Please retype the records below exactly as they appear, but leave out the pictures.

§ Recorded information
· · · · ·
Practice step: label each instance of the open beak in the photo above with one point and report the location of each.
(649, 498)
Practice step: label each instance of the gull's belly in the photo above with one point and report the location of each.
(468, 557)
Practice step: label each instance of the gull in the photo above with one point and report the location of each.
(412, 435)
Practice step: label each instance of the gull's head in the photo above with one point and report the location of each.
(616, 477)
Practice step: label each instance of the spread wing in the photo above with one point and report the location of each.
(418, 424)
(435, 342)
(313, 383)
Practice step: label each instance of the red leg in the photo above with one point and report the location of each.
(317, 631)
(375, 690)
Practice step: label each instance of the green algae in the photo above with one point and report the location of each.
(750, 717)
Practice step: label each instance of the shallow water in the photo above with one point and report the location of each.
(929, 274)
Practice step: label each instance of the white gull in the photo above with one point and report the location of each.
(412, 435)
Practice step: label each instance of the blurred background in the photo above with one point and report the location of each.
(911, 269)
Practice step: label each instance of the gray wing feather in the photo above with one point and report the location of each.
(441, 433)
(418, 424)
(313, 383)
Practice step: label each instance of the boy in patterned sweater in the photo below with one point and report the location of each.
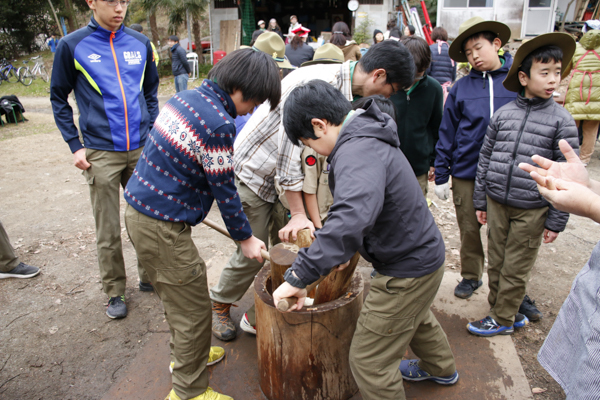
(187, 164)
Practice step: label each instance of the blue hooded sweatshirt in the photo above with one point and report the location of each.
(470, 104)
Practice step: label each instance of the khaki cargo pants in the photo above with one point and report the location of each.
(168, 254)
(397, 314)
(514, 239)
(239, 272)
(109, 171)
(8, 258)
(472, 256)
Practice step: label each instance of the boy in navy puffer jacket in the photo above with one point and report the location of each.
(506, 196)
(470, 105)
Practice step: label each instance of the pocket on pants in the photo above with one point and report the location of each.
(88, 175)
(179, 276)
(387, 326)
(144, 239)
(535, 243)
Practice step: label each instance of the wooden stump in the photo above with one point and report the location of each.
(304, 354)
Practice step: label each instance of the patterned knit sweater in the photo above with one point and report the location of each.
(187, 162)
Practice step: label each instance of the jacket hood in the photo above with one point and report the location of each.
(537, 103)
(94, 25)
(368, 122)
(502, 70)
(591, 39)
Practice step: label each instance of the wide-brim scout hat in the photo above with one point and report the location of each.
(562, 40)
(272, 44)
(472, 26)
(326, 54)
(301, 31)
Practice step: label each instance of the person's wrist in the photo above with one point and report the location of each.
(293, 280)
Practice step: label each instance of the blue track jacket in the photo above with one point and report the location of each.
(115, 82)
(467, 112)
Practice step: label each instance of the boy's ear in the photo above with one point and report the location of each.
(523, 78)
(380, 72)
(319, 125)
(497, 43)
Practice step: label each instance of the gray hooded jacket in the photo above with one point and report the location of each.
(517, 131)
(378, 207)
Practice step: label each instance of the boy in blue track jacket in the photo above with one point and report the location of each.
(112, 71)
(470, 105)
(379, 210)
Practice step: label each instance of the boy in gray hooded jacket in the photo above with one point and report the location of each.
(507, 197)
(379, 210)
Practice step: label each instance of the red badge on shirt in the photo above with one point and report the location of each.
(310, 160)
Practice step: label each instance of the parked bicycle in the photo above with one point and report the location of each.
(8, 72)
(26, 75)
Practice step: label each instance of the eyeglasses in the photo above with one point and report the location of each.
(113, 3)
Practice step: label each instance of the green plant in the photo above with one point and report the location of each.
(363, 32)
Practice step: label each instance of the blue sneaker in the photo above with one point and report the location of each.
(520, 321)
(412, 372)
(488, 327)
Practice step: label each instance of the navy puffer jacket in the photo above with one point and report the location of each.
(519, 130)
(442, 67)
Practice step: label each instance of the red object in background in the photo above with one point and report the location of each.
(218, 56)
(427, 27)
(205, 44)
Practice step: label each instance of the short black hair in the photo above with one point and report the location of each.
(395, 32)
(136, 27)
(314, 99)
(253, 72)
(340, 34)
(487, 35)
(439, 33)
(420, 50)
(543, 55)
(385, 105)
(394, 58)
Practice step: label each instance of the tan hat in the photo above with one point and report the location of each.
(472, 26)
(562, 40)
(272, 44)
(326, 54)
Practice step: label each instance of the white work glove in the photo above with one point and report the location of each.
(442, 191)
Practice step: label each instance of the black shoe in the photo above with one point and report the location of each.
(21, 271)
(466, 287)
(529, 309)
(116, 307)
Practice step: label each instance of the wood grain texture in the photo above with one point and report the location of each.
(304, 355)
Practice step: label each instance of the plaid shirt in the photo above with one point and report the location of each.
(262, 151)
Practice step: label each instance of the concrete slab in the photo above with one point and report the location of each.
(489, 367)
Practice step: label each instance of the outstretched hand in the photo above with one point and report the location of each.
(571, 171)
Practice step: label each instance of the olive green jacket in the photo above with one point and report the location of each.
(583, 95)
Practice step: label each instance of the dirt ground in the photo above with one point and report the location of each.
(56, 341)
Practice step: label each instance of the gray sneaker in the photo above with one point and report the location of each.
(21, 271)
(223, 327)
(116, 307)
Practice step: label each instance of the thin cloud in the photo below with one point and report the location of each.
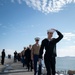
· · · · ·
§ Exercise result
Practice step: label each instance of the open beak in the photo above with one point and report the location of each.
(649, 498)
Practice step: label each instance of the gull's belly in the photo above with one point and report the location of each.
(468, 557)
Practice step: label each instance of the gull in the photo above with one point and report the location of each.
(412, 435)
Practice step: label each instance of the gull's head in the photo above with one point and report the location of each.
(616, 477)
Practice step: label each instance of the spread wing in the photo above with one point and report the location of each.
(418, 424)
(435, 342)
(313, 383)
Practice step: label each instance of the red leg in the photo above with one point and report the location of each.
(317, 631)
(375, 690)
Practice step: label each instance of the green algae in the photo above with one point and report the location of each.
(750, 717)
Practice step: label each instance of the shallow water in the photo above with one point and report the location of each.
(929, 274)
Practice step: label each instance of the white gull in the photo above with one point and report the location of each.
(412, 435)
Practice step: label each instance of the blurred background in the photo above with one point and report the location of each.
(911, 269)
Practice step: label each instance of the gray wing feather in the photo above with one point and report the location of each.
(441, 433)
(418, 424)
(313, 383)
Practice step: label each instance of the boy in patterned sweater in the photo below with one point and report the location of each.
(187, 164)
Practice step: label each instance of the blue hooded sweatshirt in the photo above with one point and report the location of each.
(470, 104)
Practice step: label each instance of the khaki cargo pants in the photo above with one point and report the location of each.
(168, 254)
(397, 314)
(514, 239)
(239, 272)
(109, 171)
(8, 258)
(472, 256)
Practice step: label each instance of the boy in navy puffer jacket in the photo above with one point and report the location of each.
(506, 196)
(470, 105)
Practice step: label each instance of the pocket on pants in the photo above with one point and report the location of each.
(88, 175)
(179, 276)
(387, 326)
(144, 239)
(535, 243)
Practice step: label each instance of the wooden stump in the photo above with one point and report the location of each.
(304, 354)
Practice step: label each instance of the patterned knit sweater in the photo above with one point and report the location of each.
(187, 162)
Practice step: label each instance of the jacket hood in the photo above with one point and report the location of each.
(537, 103)
(94, 25)
(368, 122)
(502, 70)
(591, 39)
Practice step: label each instance of the wide-brim scout hat in the photo above with one point and report the location of each.
(562, 40)
(272, 44)
(472, 26)
(326, 54)
(301, 31)
Practice step: label each instance of the person's wrist in the photo above with one point and report the location of each.
(293, 280)
Practice step: label each instance of the blue track jacket in the photo above with one point and report the location of each.
(115, 82)
(467, 112)
Practice step: label each instance of the boy's ear in the photo above with one point and report the location of each.
(523, 78)
(380, 72)
(319, 125)
(497, 43)
Practice step: label each instance of the gray hooded jacket in the photo above with one point and report the location of each.
(517, 131)
(378, 207)
Practice step: label each instance of the boy in blue track jacket in the photo above with one point and report the location of each.
(112, 71)
(470, 105)
(379, 210)
Practice step: label each instance of the boy in gray hooded jacket in the photo above with one point and report the location of each.
(507, 197)
(379, 210)
Practice step: label each instance of the red badge on shirt in the photo above with one point and report the location of each.
(310, 160)
Practice step: label each instance of the parked bicycle in the photo above with one point and report the location of each.
(8, 72)
(26, 75)
Practice step: label each instance of the eyeglasses in the photo above with one point and report the location of each.
(113, 3)
Practice step: label each instance of the green plant in the photo above with one point and report the location of each.
(363, 32)
Practice step: label each instance of the blue sneaker in the photo above with one point and report the location of each.
(520, 321)
(412, 372)
(488, 327)
Practice step: label each instance of the navy puffer jacket in the photo above with one point and report the location of each.
(519, 130)
(442, 67)
Practice step: label each instance of the red object in background in the photo above with one point and report the location of each.
(218, 56)
(427, 27)
(205, 44)
Practice step: label each instance of the short black hair in the photo above with one point and report the location of each.
(395, 32)
(136, 27)
(314, 99)
(253, 72)
(340, 34)
(487, 35)
(439, 33)
(420, 50)
(543, 55)
(385, 105)
(394, 58)
Practice step: label each instance of the tan hat in the photo above with one point and report the location of each.
(472, 26)
(562, 40)
(272, 44)
(326, 54)
Practice step: label each instance of the white work glove in the photo above with one point and report the location of each.
(442, 191)
Practice step: label each instance of the black shoe in the photo above with one point and report the location of each.
(21, 271)
(466, 287)
(529, 309)
(116, 307)
Practice step: label each instance of the wood grain texture in the photo above with one point and report the location of each.
(304, 355)
Practice step: label each instance of the plaid shirt in the photo above with one point and report the location of each.
(262, 151)
Practice step: label each instance of the concrete slab in the photo above with one point and report the location of each.
(489, 367)
Practice step: label each instance of the outstretched hand in the photo above with one point and report the location of each.
(571, 171)
Practice step: label each instance of the olive green jacket in the photo above with one point and report the location of each.
(583, 95)
Practice step: label each instance of the dirt ground in the photo above with one point and report the location of each.
(56, 341)
Practice step: label each instance of the gray sneaker in the photo above with one point and report the location of each.
(21, 271)
(223, 327)
(116, 307)
Practice step: label each instance of the thin cloud in the photo below with one point and report the location of each.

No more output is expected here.